What the task requires »
All lines from the one with "# point at: woman in" through the close of the records below are to be set down exactly, and no others.

START Task inputs

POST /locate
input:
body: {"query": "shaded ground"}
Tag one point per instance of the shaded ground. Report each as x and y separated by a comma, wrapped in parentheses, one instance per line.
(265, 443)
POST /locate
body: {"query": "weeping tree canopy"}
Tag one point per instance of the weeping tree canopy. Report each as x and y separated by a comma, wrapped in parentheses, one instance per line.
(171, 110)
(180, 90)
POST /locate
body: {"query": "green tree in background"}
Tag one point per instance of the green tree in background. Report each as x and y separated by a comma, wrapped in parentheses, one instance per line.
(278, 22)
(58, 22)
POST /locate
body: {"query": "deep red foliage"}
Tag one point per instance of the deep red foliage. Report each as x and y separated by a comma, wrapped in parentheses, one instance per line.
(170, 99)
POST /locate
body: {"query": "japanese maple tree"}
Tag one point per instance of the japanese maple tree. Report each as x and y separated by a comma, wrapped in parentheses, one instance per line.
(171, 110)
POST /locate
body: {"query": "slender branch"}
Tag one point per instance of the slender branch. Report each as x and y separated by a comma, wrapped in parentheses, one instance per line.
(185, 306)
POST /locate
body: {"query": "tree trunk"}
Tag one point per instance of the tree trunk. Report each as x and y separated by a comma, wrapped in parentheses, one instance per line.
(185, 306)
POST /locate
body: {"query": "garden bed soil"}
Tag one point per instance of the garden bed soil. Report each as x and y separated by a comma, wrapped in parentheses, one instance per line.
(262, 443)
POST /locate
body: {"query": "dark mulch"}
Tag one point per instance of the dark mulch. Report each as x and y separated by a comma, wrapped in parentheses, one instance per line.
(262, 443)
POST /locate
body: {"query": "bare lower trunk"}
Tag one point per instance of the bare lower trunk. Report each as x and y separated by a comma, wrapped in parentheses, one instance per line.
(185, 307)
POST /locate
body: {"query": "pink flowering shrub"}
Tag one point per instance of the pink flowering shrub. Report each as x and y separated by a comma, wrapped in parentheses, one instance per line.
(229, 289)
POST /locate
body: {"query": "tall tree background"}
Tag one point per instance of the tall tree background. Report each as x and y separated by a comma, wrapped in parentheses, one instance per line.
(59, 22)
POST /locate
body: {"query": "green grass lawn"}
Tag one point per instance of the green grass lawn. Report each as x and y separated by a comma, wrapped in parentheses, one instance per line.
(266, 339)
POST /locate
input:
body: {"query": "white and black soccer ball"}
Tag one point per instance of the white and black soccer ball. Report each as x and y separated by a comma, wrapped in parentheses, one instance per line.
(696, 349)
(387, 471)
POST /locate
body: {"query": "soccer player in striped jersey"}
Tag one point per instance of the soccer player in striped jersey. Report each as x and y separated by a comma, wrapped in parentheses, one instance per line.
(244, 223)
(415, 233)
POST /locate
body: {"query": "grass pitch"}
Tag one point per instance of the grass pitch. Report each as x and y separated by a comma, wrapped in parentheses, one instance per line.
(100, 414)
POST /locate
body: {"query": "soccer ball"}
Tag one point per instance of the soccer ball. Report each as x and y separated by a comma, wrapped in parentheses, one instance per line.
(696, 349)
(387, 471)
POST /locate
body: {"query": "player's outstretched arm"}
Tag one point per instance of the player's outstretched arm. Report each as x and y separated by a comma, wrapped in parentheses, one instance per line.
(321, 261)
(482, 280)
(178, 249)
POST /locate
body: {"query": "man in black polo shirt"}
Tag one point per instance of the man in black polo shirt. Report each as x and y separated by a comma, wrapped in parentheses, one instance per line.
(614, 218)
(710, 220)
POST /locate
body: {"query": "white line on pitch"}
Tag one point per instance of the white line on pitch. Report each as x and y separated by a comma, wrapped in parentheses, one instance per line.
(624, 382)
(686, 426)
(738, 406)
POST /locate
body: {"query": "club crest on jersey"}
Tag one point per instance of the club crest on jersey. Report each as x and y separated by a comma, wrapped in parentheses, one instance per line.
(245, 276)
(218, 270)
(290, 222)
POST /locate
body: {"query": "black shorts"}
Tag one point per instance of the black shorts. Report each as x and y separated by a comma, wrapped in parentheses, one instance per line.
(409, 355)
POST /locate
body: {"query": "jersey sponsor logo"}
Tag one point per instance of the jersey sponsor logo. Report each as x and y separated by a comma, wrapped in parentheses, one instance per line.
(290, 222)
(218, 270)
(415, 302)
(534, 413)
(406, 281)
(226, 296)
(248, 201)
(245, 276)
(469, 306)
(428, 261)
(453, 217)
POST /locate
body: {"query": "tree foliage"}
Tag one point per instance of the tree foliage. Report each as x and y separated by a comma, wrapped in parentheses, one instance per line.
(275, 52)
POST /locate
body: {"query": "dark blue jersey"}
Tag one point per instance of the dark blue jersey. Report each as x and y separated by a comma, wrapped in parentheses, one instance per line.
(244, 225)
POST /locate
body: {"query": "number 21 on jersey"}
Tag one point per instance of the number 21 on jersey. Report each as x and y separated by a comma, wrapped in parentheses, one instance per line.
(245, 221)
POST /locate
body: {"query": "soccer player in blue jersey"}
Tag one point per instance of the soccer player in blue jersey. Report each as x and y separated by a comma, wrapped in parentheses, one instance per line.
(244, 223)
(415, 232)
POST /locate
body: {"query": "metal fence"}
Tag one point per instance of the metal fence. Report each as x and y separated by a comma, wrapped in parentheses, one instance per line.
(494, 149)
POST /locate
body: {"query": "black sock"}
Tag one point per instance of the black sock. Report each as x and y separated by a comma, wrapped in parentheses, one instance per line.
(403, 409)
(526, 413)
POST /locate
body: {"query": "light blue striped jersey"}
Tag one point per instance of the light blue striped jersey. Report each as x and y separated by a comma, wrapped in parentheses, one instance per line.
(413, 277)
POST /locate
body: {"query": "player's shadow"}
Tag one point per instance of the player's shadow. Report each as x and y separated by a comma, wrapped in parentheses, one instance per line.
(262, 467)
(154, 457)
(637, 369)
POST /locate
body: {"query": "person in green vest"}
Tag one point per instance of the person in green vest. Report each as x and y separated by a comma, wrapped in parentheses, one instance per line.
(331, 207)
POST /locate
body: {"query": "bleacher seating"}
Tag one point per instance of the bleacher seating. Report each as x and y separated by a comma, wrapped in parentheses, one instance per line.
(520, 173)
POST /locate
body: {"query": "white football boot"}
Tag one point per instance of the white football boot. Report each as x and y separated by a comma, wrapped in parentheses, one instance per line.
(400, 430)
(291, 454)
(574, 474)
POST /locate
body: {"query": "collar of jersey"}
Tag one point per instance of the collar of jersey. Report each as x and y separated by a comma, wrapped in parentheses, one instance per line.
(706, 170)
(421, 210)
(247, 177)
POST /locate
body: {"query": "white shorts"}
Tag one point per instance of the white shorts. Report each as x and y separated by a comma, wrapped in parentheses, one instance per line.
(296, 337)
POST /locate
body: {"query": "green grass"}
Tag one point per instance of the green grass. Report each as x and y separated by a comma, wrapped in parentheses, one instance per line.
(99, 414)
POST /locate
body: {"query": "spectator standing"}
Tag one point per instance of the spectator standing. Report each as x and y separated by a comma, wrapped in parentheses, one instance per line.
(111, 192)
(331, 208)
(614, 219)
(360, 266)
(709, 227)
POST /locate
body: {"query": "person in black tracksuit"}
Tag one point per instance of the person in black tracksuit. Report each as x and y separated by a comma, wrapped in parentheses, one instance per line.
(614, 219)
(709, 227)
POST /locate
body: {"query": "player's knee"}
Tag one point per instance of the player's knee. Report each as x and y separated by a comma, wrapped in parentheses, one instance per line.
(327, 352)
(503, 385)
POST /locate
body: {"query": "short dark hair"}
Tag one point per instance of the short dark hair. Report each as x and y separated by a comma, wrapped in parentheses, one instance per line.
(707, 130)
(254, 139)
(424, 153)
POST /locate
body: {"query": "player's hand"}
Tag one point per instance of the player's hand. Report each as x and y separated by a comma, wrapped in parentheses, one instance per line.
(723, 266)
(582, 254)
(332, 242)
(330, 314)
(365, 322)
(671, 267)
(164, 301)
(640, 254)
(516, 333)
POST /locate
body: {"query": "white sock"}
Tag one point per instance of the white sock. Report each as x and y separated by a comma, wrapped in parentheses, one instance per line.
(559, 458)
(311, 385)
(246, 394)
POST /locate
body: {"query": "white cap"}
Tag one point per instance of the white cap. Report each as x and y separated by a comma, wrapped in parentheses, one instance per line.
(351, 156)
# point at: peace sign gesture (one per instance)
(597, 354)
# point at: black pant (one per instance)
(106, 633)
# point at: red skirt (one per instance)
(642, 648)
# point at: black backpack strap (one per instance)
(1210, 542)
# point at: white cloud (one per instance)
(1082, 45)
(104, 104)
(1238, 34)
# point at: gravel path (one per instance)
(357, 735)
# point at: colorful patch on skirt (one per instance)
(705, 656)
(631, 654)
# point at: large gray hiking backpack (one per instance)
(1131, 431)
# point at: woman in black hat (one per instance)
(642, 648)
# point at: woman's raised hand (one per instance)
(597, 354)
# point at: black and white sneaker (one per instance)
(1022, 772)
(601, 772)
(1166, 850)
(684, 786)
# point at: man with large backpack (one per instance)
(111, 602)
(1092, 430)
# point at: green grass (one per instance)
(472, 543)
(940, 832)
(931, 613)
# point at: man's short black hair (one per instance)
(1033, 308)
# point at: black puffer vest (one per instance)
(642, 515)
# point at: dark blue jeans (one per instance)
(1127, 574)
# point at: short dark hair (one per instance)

END Task inputs

Solution for this task »
# point at: woman in black hat (one per instance)
(642, 648)
# point at: woman's raised hand (one per instance)
(597, 354)
# point at: black and white sneaker (one per instance)
(1022, 772)
(601, 772)
(1166, 850)
(684, 786)
# point at: man with large backpack (one per instance)
(111, 602)
(1092, 430)
# point at: green grass (one per instance)
(472, 543)
(940, 832)
(931, 613)
# point at: man's short black hair (one per instance)
(1033, 308)
# point at: black puffer vest (one per instance)
(642, 515)
# point at: dark blue jeans (one per instance)
(1127, 574)
# point at: short dark hair (one per instance)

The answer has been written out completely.